-- Start of MATERIAL FOR THE TASK --

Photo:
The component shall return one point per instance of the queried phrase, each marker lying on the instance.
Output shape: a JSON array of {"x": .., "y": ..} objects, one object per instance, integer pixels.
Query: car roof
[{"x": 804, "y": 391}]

-- End of MATERIAL FOR THE TASK --

* **SET PROBLEM**
Rewrite the material above as a numbered list, one line per item, leaving out any blank lines.

* **TASK ANSWER**
1. Photo:
2. The component shall return one point per instance of the queried phrase, each marker lying on the instance.
3. Output shape: a JSON array of {"x": .., "y": ..} objects, one object per instance, integer pixels.
4. Query: car roof
5. [{"x": 804, "y": 391}]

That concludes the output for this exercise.